Requests
• 1. Answer these questions using the passage on moving a game art team to AI:
(a) By what percentage did some game studios cut the time needed to produce game assets and complete animations?
(b) For how many years has the writer led creative teams?
(c) How many professionals make up the writer's team?
• 2. Write the next part of the passage about switching a game studio's art team to AI, starting right after its final sentence.
Start of Passage shown
In just a month, a new production team leader switched the team to complete AI automation and halved art production time.
Process automation and content generation are two primary cases for generative AI in business, according to the Eugina Jordan Survey on Gen AI for Business for 2025.
While there is a debate about finding a balance between human creativity and AI automation, the technology can enhance the creative workflow. Some game studios reported that they reduced the time required to produce game assets and complete animations by 40%.
I joined the art team as a new team leader in a game development studio and jumped into a risky experiment. At the social R&D team, we fully replaced manual drawing with AI and cut art production time by 50% in just 4 weeks. I had to bring a new approach to the mature team, rethink our processes, discover solutions, test, and implement them in our workflow. Here’s how we pulled it off.
The Challenge: Change a Running System
I have a background in leading creative teams for more than six years, though I joined Nexters during a major restructuring. It was a curious time: on the one hand, I could rethink and redo our production pipeline. On the other, the processes were already well-established. We had to find a middle ground.
My team is made up of seven strong professionals, artists, and animators, and we have also brought in an AI specialist to help with unexpected bugs and script selection. They produce high-quality ad content, very polished, literally mini-animated films. However, the market changes and demands something new.
End of Passage shown
Start of Given records
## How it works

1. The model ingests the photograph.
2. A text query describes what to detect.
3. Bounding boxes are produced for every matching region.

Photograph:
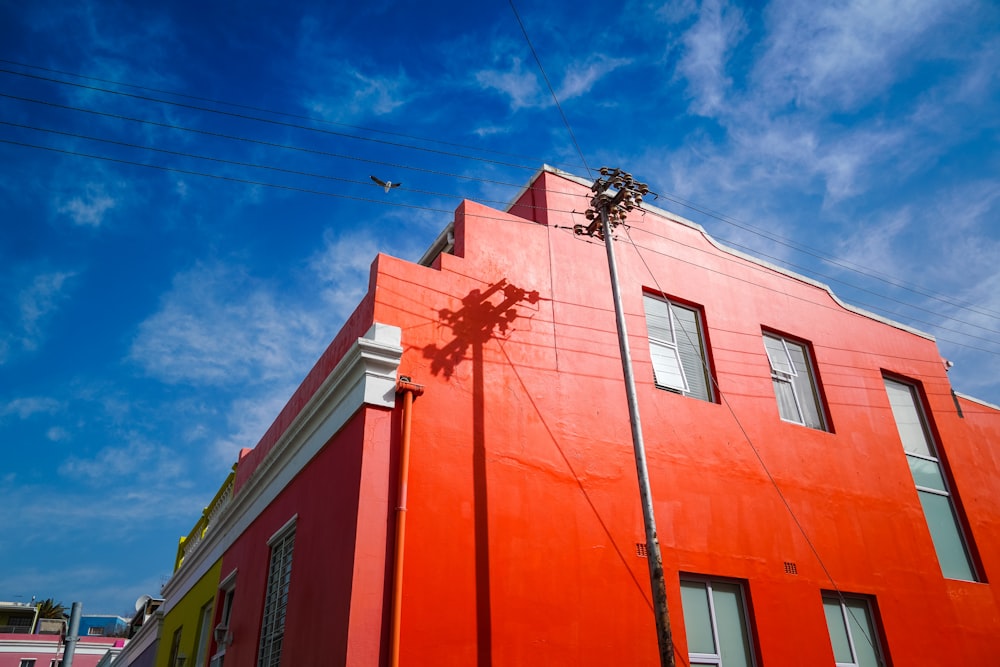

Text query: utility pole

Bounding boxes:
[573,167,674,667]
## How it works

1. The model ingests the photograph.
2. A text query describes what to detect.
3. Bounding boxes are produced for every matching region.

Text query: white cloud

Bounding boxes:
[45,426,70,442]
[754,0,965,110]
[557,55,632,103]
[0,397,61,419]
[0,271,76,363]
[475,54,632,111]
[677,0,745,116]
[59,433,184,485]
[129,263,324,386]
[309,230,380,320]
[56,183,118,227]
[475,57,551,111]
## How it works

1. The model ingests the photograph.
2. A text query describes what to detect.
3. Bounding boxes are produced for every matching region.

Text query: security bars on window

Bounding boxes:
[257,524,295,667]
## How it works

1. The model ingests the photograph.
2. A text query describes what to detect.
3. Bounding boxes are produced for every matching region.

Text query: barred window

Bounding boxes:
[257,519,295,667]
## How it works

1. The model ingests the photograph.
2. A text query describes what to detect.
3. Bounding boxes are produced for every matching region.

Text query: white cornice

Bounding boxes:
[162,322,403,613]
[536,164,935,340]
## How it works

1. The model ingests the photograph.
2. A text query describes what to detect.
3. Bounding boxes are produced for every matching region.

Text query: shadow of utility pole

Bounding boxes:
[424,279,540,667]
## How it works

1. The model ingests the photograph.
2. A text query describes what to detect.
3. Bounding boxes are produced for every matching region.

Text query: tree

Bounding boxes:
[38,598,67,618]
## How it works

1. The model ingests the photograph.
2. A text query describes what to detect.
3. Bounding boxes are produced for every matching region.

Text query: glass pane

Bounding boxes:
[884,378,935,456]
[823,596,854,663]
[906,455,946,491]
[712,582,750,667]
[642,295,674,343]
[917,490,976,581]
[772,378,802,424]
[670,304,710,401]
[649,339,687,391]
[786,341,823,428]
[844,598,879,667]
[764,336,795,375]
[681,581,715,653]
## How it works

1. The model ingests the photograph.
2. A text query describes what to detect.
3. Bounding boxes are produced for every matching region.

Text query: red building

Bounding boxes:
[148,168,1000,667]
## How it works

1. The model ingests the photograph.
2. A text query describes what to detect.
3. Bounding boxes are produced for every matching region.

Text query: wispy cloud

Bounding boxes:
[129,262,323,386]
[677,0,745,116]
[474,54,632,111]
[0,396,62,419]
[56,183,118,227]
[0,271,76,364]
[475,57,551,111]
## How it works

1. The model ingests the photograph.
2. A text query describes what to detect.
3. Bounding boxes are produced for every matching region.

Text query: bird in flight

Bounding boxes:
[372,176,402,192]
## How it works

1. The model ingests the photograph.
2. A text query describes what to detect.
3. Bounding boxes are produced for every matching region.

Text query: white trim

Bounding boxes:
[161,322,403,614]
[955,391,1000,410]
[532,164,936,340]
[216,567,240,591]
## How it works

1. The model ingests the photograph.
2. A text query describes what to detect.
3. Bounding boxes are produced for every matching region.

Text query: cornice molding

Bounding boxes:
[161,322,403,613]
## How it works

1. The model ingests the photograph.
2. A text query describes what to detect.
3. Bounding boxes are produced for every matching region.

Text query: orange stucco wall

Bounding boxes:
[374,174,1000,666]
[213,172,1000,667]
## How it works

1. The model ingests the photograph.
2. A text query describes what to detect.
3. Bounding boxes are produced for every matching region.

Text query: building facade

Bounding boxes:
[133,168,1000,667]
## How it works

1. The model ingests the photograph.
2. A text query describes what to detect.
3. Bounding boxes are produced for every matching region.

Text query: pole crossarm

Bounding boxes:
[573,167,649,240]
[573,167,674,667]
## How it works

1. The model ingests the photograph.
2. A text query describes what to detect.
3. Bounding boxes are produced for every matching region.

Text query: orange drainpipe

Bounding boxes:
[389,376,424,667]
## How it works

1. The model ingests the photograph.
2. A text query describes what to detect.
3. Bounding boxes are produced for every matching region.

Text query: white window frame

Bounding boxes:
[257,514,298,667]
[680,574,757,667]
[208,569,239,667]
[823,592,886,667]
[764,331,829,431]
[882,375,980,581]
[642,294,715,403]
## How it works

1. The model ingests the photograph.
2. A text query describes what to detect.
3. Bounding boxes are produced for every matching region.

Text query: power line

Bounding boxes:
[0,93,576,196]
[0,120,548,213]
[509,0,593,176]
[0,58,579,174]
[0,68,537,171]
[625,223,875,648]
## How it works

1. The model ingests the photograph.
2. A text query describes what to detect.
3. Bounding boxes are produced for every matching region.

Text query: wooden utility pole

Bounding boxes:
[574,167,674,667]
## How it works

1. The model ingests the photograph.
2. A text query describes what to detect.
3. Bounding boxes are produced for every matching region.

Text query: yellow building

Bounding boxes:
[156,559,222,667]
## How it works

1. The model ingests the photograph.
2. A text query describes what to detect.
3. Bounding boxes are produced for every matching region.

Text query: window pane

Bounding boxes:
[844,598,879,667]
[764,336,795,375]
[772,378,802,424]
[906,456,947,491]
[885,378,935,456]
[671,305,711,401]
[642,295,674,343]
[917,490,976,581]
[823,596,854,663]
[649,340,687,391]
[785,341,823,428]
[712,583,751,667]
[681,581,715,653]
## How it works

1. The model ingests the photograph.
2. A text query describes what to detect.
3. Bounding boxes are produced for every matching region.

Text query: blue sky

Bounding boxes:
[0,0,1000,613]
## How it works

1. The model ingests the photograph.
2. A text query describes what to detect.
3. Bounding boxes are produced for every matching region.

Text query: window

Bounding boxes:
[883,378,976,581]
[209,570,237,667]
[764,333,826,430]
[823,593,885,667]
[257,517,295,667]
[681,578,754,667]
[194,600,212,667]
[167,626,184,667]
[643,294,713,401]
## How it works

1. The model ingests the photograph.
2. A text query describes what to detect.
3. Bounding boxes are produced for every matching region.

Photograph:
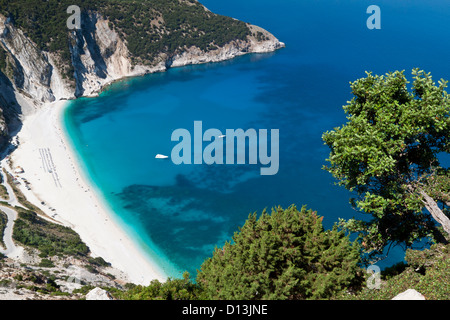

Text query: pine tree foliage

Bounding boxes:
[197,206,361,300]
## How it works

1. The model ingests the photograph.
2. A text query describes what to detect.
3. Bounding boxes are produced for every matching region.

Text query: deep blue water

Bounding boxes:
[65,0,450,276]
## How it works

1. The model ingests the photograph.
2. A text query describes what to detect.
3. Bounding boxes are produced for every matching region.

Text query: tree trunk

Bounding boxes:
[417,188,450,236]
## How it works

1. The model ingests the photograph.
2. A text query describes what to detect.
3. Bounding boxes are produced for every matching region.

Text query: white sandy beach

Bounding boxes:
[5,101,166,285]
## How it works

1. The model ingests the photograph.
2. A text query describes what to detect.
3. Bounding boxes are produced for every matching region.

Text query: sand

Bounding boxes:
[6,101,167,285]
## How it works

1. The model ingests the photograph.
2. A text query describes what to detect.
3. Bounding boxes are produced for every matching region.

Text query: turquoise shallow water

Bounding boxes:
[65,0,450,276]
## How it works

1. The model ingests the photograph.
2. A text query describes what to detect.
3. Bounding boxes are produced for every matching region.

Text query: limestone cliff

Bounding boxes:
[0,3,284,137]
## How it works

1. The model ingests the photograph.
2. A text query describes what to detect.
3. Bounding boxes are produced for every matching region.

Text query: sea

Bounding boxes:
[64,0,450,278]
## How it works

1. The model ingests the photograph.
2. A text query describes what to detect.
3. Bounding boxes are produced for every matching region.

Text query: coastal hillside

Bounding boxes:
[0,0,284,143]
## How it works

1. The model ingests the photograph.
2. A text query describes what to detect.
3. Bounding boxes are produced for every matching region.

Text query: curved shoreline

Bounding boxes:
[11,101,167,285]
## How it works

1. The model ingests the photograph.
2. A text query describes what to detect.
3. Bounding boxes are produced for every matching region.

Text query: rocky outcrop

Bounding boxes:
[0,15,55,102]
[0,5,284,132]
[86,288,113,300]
End of Given records
Answers
• 1.
(a) 40%
(b) More than six years
(c) Seven

• 2.
According to Gitnux, 70% of studios report an increase in creative output after implementing AI into their workflows. Our goal was to cut the time from idea to UA testing for video creatives from 4 weeks to 2. How could we replace all the manual art with AI without dropping quality? We agreed from the start that even if we sped up processes by 20%, we’d win.
3 Workflow Changes That Made a Difference
I spent three months as a team leader, during which I studied the existing processes. Then we received a business request to speed up production, and I initiated the changes.
The first and most obvious was to parallelize processes. We used an approach similar to creative pairing. The writer (director) and the artist worked together from the very first brainstorming session. The artist made sketches at the idea stage so that the concept already had a visual form from the very beginning.
We worked in cycles. For example, while one set of tasks was being done, another specialist would start the next cycle. Now one artist can complete two cycles of tasks in a week.
We used to go through all the material in one cycle and make edits immediately, aiming for a final “perfect” version. Now, if something doesn’t work from a hypothesis perspective, we improve it in the next iteration.
Previously, production was linear: first the idea, next the art, then the animation. By combining some of these stages, we saved about 25% of the time.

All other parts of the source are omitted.